INSTRUCTIONS TO FOLLOW:
All lines in the data bearing the string "hair" should be identified and copied.

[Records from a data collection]

☆ ☆ ☆ ☆

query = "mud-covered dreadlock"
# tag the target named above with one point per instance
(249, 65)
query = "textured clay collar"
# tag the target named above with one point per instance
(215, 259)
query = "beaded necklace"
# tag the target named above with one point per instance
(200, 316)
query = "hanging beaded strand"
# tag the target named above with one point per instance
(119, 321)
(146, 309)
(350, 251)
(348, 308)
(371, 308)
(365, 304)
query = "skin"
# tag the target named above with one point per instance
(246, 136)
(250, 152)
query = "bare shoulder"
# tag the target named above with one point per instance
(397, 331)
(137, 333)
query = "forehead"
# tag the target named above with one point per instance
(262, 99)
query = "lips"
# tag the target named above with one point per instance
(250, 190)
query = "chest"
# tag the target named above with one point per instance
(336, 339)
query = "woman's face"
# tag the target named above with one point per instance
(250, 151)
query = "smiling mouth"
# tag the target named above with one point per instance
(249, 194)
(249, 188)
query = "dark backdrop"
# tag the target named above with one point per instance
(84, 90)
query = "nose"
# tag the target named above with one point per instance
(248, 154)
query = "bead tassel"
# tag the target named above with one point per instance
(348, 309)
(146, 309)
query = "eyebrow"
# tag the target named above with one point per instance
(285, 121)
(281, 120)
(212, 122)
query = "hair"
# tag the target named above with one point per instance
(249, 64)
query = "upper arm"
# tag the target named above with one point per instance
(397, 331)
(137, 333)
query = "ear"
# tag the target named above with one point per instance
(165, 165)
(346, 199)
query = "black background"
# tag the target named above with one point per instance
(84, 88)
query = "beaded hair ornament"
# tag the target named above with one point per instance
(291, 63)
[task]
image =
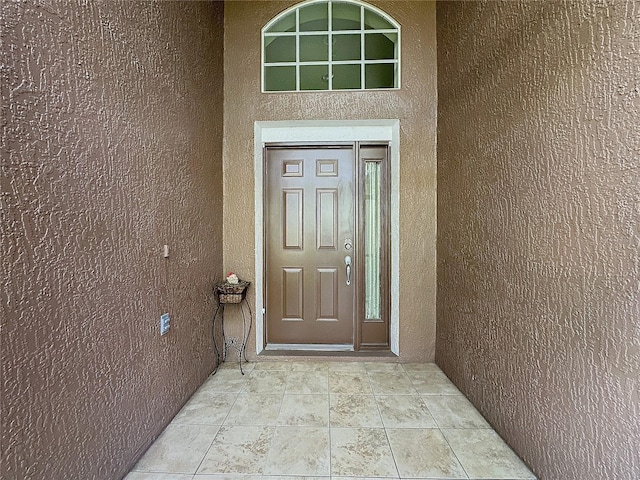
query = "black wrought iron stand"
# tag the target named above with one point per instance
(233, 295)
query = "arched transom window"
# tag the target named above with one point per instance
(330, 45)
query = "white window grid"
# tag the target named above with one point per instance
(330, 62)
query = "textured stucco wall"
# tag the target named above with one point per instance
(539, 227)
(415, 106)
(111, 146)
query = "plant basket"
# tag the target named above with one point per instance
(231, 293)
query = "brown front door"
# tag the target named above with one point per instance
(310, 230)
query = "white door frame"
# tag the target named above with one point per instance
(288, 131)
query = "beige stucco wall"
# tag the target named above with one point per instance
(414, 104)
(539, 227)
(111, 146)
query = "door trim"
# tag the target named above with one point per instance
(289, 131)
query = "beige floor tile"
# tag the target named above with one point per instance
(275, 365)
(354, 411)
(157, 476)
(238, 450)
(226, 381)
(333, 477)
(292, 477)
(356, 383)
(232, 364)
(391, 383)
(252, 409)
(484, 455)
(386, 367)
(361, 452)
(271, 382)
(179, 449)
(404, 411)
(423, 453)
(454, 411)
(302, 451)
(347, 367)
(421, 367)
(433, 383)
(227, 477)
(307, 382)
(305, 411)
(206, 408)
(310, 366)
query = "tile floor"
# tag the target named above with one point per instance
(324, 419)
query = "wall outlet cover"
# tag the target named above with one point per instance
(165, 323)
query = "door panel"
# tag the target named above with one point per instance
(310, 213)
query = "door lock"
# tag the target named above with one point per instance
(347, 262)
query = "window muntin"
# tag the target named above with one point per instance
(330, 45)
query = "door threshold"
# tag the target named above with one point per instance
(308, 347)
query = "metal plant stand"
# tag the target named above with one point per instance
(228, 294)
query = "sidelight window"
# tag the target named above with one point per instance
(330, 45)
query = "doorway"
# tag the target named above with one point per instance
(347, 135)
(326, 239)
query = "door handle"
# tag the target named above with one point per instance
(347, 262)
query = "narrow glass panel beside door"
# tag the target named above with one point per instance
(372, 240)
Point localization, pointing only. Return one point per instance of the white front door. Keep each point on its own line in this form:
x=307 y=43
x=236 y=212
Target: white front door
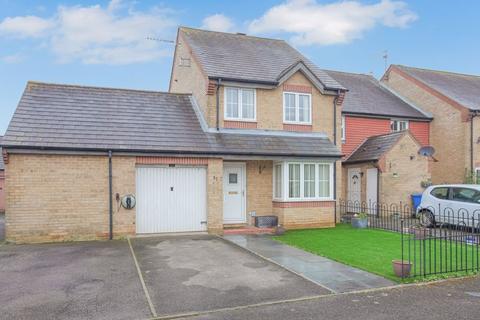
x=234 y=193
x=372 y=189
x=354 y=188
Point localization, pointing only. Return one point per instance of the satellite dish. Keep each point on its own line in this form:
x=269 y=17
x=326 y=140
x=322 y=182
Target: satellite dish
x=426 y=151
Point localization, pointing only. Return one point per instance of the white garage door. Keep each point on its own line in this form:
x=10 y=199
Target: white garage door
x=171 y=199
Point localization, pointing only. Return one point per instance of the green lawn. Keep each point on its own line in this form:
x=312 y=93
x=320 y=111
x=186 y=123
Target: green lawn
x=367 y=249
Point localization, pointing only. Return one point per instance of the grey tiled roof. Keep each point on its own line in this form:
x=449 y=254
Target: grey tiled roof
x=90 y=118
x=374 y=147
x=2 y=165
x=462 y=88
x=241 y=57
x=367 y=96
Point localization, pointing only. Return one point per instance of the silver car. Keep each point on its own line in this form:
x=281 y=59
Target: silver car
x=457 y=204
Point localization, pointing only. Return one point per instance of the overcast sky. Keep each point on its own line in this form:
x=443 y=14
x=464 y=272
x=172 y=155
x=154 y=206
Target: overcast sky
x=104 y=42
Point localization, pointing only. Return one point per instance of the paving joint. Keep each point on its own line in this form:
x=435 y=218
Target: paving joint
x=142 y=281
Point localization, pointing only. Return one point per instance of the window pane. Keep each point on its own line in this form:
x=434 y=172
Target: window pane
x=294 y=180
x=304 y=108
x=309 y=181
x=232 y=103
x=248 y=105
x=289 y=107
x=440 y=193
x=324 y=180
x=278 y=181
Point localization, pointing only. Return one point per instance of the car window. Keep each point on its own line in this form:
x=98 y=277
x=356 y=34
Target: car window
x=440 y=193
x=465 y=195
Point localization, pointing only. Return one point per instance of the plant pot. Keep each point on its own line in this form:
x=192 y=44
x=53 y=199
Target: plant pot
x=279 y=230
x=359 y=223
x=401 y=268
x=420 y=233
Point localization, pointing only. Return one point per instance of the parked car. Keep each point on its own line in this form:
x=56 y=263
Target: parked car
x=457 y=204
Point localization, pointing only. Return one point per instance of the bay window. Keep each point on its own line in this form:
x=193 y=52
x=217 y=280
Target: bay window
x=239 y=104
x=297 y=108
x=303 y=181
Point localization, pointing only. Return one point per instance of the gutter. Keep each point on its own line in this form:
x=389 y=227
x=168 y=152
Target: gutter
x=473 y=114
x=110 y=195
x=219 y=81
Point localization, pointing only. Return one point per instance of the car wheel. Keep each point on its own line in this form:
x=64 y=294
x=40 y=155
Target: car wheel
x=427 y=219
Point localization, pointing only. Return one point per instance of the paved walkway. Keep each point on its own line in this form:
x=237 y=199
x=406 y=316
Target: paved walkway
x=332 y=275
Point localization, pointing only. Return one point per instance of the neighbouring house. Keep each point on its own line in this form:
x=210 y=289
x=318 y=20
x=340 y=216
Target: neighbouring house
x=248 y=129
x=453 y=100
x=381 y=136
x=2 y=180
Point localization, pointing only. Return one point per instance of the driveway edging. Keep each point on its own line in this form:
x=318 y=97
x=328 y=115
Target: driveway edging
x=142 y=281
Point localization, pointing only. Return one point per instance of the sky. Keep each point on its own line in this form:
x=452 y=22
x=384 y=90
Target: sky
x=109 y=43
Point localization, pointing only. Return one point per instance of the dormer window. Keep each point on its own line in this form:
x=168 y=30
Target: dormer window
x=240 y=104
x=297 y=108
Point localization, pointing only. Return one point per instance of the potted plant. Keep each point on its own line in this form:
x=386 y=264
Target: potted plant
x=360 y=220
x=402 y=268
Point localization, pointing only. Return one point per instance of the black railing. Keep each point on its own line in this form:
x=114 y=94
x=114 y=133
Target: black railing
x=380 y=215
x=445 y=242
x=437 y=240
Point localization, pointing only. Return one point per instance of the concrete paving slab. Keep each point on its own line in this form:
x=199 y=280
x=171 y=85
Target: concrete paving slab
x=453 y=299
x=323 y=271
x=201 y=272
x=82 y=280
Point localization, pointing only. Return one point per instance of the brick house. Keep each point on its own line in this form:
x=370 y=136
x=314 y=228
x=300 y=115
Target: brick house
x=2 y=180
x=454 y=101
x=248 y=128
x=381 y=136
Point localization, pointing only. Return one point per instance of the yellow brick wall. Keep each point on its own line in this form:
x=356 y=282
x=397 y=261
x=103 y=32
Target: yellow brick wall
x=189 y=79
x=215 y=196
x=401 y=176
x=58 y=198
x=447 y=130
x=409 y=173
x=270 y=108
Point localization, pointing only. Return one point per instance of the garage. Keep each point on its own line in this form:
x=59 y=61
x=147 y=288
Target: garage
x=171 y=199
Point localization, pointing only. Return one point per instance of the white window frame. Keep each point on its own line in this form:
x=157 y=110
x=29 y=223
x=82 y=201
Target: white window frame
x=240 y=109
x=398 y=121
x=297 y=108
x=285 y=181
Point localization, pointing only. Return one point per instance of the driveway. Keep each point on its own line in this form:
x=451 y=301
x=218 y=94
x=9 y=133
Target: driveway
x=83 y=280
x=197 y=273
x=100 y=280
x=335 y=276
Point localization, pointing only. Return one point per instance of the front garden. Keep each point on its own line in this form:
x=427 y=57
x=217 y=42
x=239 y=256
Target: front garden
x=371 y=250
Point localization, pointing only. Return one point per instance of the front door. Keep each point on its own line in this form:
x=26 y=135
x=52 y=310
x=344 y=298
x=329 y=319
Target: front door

☆ ☆ ☆ ☆

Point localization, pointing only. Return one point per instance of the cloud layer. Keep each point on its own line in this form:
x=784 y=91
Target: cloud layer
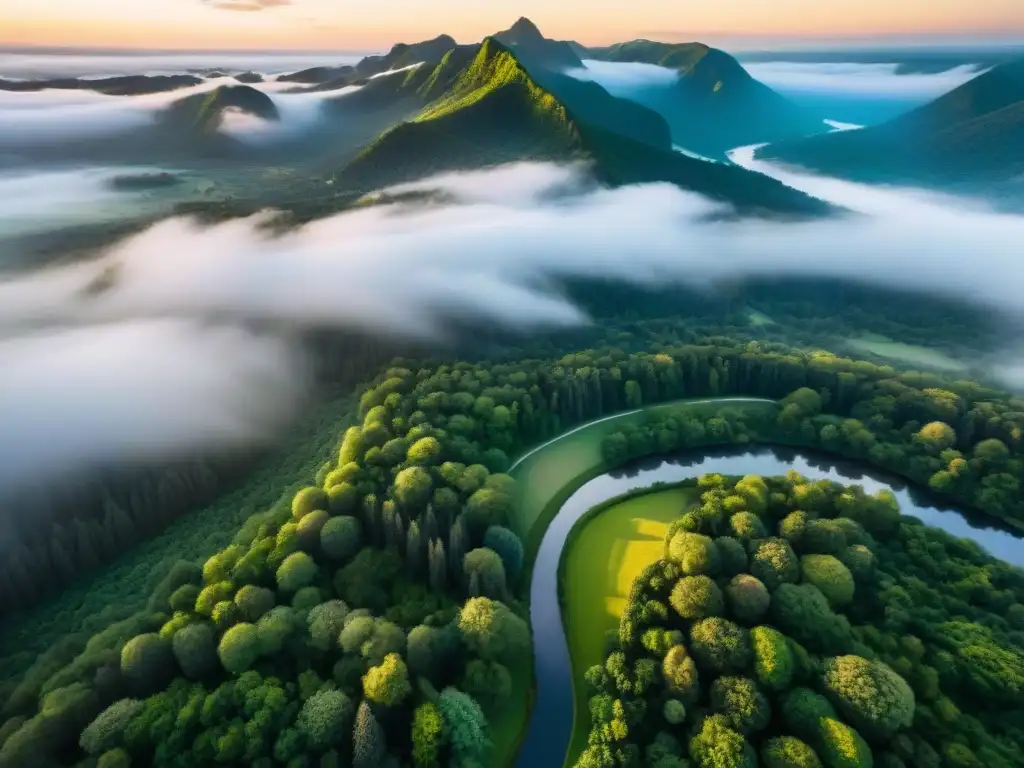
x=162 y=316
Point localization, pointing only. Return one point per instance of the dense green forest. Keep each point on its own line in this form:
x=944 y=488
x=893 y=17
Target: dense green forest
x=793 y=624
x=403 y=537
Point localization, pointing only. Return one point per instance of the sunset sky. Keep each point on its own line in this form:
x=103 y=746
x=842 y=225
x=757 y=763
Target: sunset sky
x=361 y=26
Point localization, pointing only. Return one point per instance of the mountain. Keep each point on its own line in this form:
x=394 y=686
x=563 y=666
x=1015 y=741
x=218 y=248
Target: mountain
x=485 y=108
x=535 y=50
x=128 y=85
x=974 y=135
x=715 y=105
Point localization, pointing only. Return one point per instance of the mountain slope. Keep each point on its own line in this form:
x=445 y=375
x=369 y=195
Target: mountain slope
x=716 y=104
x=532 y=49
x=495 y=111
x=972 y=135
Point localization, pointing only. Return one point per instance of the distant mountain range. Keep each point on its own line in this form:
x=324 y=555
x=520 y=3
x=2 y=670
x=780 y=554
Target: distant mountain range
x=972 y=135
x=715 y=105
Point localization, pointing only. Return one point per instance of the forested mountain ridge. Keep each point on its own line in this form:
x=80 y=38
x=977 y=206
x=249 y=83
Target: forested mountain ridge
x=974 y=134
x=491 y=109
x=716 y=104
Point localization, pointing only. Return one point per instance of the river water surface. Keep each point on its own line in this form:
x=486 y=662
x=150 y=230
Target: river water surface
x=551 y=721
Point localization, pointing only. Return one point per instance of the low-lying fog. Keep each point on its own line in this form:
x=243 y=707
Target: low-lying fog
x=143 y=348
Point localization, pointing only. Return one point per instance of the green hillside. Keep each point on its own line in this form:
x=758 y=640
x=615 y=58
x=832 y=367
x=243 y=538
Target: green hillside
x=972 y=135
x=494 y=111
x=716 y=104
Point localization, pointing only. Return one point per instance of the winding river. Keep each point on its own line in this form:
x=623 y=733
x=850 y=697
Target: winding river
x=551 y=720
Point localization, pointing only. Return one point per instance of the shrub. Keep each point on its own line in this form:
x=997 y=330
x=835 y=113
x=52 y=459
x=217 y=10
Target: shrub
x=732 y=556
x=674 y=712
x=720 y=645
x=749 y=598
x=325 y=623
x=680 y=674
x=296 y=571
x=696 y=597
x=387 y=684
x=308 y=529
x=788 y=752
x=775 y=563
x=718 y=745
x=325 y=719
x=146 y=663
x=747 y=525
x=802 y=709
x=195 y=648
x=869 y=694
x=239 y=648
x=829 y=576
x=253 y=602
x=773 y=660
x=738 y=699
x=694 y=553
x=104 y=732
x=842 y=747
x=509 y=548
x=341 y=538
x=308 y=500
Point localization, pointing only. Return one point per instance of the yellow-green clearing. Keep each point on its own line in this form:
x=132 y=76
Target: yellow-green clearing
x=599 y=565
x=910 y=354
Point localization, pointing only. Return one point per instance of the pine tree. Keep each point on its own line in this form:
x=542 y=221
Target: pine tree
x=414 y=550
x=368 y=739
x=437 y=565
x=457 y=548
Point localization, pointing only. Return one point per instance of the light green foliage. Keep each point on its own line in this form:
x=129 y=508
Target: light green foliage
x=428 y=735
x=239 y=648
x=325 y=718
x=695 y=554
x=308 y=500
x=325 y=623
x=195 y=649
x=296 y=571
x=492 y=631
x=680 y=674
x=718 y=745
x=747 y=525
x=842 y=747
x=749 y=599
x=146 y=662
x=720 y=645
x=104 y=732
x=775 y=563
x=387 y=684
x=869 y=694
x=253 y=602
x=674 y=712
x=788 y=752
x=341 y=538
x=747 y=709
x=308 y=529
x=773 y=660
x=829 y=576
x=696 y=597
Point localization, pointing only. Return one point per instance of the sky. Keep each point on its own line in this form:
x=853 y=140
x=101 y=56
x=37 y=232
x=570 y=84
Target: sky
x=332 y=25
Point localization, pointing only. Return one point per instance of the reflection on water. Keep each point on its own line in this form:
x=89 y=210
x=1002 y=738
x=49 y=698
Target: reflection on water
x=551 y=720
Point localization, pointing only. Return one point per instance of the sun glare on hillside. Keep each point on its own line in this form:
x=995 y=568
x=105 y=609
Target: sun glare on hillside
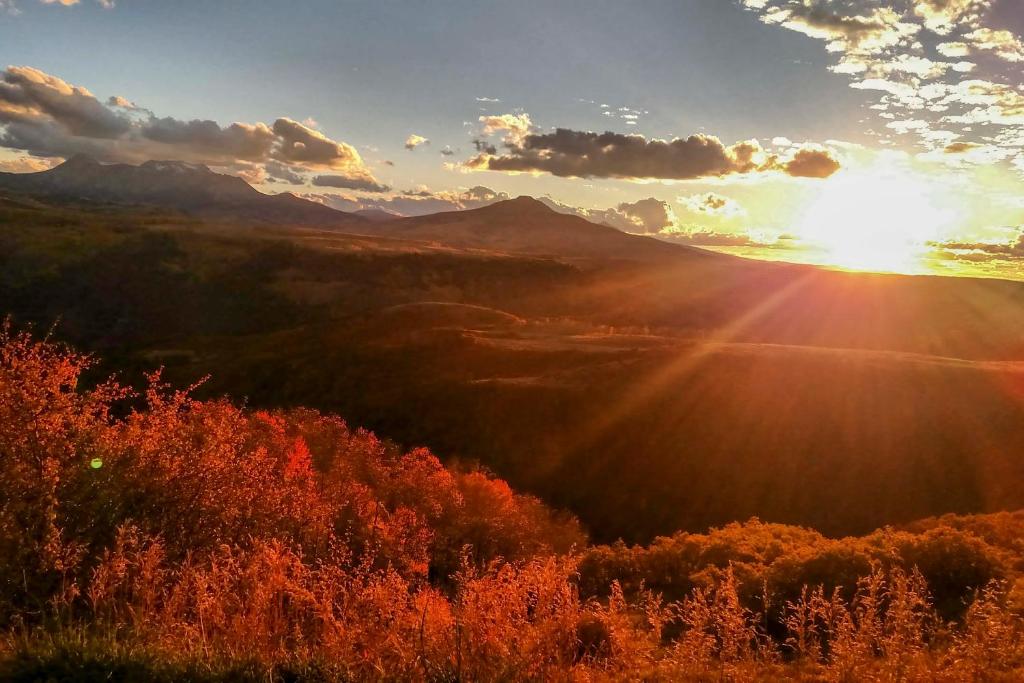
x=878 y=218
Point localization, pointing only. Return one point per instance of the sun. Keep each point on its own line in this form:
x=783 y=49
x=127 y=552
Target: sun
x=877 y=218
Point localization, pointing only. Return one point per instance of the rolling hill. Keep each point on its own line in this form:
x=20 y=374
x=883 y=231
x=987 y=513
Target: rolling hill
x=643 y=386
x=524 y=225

☆ ☆ ☆ ☆

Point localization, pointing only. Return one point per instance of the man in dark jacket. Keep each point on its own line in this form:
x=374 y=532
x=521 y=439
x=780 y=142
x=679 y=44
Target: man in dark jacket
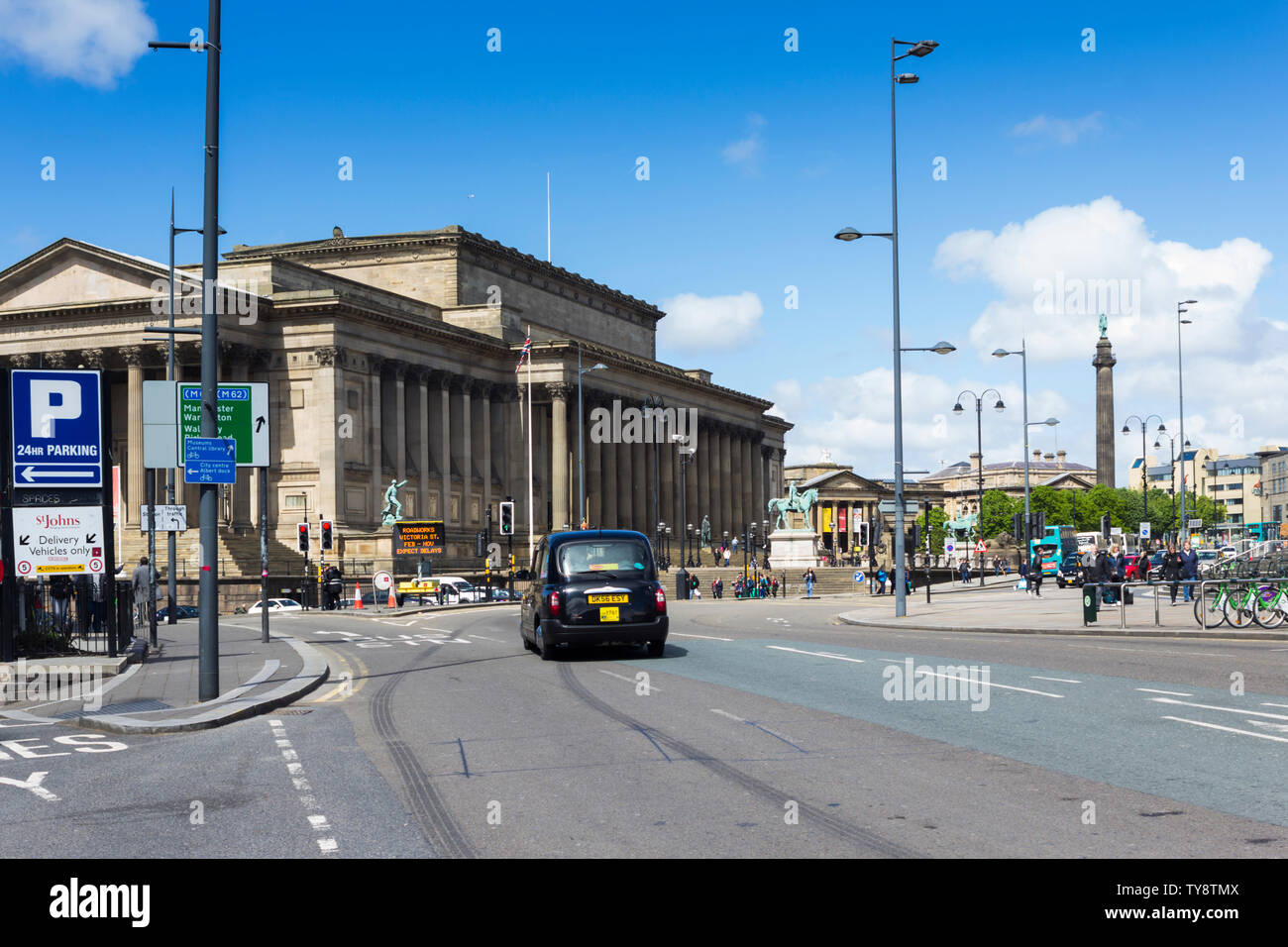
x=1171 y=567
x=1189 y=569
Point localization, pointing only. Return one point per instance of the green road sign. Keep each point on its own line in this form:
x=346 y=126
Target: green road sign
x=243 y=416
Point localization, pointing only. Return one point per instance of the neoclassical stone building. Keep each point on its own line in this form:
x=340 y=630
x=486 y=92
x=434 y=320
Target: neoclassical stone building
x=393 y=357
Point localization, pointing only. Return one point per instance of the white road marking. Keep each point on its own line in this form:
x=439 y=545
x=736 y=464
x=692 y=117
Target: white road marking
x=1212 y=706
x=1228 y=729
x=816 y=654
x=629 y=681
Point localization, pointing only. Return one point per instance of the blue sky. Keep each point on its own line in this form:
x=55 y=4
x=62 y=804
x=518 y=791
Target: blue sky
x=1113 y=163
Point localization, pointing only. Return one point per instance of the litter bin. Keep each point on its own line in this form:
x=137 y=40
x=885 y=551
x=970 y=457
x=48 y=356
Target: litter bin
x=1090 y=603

☆ ☆ ☆ ☆

PROBLEM SOLUTION:
query = "hair"
query = "beaded hair ornament"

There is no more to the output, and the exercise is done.